____ DATASET RECORDS
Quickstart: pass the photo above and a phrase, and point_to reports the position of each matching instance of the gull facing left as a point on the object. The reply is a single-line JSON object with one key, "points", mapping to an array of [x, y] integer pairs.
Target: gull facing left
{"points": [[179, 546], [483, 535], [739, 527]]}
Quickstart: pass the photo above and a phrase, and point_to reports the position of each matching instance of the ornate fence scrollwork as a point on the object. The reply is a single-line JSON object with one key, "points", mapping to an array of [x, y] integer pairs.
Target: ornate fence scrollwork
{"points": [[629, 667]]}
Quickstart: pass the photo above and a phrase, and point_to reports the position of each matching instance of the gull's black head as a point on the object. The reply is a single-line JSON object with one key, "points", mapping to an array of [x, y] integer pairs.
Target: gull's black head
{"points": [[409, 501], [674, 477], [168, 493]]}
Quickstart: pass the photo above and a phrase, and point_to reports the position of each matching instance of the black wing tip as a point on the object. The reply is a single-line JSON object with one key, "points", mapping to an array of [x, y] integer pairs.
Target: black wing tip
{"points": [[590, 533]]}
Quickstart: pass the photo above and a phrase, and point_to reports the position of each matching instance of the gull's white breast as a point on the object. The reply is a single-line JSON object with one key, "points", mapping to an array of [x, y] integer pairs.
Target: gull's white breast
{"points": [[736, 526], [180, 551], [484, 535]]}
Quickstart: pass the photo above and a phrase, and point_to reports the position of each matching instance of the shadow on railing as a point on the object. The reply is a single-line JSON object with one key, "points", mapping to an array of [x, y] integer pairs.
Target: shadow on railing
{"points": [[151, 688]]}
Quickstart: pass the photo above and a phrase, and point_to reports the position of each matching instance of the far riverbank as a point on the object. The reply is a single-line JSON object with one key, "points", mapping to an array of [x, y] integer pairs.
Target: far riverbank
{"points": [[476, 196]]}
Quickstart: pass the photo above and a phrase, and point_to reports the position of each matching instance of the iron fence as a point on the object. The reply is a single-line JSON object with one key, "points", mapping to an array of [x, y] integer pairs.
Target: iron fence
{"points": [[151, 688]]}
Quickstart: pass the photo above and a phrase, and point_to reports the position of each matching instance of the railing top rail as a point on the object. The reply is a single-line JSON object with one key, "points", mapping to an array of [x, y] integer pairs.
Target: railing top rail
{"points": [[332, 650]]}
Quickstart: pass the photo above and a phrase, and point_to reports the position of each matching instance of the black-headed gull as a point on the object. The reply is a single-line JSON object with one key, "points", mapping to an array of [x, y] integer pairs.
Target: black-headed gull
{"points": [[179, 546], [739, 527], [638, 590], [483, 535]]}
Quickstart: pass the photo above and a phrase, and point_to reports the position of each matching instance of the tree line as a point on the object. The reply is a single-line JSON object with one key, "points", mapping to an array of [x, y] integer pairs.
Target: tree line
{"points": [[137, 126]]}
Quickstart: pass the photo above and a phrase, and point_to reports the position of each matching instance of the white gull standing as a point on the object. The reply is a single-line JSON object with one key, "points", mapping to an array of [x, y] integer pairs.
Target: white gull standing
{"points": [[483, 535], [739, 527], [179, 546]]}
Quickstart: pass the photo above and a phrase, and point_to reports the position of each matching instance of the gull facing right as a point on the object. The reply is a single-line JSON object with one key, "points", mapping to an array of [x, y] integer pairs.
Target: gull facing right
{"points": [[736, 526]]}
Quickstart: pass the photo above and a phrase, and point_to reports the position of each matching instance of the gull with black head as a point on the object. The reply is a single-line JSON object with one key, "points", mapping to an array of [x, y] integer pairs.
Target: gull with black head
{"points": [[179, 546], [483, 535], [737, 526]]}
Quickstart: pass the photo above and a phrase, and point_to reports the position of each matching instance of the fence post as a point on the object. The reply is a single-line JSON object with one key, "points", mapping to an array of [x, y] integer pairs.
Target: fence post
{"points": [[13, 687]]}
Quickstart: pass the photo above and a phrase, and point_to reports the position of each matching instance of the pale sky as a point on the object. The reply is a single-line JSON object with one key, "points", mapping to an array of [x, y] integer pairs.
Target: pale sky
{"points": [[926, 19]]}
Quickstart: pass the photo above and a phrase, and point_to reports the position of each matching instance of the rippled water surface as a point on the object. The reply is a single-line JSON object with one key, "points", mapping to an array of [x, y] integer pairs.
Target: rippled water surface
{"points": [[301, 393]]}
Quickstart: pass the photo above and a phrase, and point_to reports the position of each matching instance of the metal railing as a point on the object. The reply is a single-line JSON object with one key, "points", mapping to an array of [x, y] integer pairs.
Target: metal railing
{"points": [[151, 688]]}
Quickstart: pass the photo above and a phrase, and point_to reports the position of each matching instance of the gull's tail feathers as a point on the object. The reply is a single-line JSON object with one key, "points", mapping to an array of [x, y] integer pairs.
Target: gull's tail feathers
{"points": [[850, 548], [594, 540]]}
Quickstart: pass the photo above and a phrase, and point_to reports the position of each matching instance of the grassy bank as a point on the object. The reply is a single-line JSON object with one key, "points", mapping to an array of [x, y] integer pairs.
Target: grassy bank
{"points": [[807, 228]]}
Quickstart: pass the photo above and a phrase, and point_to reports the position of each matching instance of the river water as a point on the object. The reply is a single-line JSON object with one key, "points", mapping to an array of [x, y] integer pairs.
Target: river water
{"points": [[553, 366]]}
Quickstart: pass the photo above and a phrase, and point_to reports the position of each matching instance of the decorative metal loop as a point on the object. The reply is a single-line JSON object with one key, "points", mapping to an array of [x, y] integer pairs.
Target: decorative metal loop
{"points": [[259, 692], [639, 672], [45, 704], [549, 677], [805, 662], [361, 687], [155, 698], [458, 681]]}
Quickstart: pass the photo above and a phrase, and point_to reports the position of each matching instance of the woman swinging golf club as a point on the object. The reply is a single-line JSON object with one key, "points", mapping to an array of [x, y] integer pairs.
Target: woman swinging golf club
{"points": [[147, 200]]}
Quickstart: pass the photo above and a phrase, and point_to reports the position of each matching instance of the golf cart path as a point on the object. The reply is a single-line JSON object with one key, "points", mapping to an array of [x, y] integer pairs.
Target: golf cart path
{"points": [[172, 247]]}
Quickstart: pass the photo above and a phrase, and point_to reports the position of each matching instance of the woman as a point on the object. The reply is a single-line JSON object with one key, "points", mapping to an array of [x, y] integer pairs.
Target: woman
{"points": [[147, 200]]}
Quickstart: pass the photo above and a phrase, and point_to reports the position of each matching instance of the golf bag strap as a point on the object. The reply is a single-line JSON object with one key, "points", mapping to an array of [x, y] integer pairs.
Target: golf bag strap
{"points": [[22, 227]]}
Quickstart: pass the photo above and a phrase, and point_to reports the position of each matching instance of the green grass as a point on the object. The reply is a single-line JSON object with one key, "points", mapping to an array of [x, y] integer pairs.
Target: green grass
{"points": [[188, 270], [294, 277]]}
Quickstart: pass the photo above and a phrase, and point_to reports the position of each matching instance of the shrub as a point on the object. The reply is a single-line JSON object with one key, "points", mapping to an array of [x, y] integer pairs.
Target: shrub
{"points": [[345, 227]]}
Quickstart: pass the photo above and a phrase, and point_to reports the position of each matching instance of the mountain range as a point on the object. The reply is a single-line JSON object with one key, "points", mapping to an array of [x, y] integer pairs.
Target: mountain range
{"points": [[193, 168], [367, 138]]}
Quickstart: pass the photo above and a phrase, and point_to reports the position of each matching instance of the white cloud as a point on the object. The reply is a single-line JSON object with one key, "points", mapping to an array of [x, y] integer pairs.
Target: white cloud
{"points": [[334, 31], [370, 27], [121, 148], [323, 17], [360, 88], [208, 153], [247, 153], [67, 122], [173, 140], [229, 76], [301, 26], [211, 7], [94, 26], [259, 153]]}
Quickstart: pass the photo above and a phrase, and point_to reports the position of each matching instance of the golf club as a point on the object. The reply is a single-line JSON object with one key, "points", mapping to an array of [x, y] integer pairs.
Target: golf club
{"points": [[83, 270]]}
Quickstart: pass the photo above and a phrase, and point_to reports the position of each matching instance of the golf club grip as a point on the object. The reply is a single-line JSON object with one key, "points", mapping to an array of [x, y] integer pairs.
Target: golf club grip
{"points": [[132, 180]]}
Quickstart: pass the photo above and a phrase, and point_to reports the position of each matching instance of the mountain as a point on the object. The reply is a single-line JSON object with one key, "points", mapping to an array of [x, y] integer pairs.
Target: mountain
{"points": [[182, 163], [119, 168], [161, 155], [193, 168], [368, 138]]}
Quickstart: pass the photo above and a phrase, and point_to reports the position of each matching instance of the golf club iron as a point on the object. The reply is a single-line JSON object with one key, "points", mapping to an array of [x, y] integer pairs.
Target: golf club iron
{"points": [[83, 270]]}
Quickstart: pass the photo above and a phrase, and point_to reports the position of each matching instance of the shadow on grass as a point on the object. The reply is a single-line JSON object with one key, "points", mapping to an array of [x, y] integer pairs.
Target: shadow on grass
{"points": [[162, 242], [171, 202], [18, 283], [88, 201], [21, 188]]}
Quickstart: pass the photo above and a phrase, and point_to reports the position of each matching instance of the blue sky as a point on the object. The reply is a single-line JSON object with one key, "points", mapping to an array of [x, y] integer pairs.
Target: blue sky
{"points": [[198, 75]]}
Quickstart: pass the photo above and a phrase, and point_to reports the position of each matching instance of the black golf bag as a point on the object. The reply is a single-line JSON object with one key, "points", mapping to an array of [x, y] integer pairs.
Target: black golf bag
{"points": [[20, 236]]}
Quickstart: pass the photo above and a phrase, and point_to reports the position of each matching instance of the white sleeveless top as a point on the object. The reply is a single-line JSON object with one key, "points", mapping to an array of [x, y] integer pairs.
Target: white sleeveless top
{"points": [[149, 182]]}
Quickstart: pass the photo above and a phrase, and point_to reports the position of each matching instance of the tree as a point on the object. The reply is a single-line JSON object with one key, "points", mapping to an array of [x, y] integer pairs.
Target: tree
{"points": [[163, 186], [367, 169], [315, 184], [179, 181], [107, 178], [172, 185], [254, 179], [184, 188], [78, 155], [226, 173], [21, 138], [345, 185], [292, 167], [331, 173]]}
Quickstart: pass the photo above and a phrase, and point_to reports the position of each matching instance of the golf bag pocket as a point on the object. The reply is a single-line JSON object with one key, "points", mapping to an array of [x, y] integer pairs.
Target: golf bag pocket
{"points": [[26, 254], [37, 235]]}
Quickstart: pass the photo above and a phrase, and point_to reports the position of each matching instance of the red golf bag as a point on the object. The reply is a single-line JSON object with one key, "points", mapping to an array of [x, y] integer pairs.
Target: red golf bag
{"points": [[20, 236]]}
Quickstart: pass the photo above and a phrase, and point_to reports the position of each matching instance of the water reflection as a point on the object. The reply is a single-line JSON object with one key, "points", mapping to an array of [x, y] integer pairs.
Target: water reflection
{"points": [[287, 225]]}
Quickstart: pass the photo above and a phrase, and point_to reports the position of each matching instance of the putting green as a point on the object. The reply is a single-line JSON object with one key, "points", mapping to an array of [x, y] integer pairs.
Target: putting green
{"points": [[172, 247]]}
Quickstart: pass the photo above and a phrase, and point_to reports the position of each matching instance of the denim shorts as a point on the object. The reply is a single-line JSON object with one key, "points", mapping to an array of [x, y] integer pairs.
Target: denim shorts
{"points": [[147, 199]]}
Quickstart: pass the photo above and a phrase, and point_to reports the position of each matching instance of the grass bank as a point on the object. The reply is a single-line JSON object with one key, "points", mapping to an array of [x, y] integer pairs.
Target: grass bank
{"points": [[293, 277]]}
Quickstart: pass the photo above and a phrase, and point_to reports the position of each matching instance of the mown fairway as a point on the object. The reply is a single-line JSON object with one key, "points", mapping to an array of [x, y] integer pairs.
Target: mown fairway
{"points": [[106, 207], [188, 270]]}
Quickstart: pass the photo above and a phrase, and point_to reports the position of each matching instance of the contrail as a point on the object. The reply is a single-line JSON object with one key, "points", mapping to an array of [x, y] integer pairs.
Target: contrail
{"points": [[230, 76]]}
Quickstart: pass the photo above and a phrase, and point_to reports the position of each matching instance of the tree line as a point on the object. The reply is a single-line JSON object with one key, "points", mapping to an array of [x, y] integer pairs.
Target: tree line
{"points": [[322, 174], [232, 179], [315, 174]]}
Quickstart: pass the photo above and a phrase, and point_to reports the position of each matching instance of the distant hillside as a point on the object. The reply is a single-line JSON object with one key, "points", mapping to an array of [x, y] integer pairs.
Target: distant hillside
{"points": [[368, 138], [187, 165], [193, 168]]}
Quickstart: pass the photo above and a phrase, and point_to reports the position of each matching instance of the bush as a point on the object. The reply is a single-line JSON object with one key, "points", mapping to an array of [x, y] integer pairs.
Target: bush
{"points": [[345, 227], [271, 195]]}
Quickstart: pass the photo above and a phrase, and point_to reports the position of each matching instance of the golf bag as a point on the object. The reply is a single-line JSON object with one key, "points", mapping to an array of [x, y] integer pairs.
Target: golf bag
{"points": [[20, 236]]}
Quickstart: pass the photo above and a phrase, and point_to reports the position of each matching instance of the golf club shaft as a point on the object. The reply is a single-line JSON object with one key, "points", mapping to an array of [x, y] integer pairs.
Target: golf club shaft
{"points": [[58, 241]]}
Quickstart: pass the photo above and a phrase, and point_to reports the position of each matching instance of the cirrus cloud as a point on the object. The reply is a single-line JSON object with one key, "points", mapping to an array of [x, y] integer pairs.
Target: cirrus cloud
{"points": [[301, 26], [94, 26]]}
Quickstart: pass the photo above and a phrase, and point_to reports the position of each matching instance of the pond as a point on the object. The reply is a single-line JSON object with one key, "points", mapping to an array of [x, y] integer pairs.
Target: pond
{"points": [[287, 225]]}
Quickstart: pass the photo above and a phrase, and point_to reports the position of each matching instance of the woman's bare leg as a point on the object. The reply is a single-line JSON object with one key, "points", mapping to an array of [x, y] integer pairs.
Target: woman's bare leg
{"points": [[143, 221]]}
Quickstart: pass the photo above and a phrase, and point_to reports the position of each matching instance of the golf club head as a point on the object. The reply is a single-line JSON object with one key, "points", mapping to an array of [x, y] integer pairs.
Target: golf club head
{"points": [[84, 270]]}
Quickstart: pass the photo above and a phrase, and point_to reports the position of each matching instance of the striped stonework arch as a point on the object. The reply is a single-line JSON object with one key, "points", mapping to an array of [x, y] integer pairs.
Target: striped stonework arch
________
## THE REQUEST
Format the material from the line containing "of the black-headed" through the line containing "Target: black-headed gull", both included, as a JSON list of strings with one string per line and blank lines omitted.

## FULL RESPONSE
[
  "Quickstart: pass the photo above and a phrase, and point_to reports the position of each matching instance of the black-headed gull as a point on the object. The reply is a single-line JSON object with one key, \"points\", mapping to an array of [x, y] integer pairs.",
  "Target: black-headed gull"
]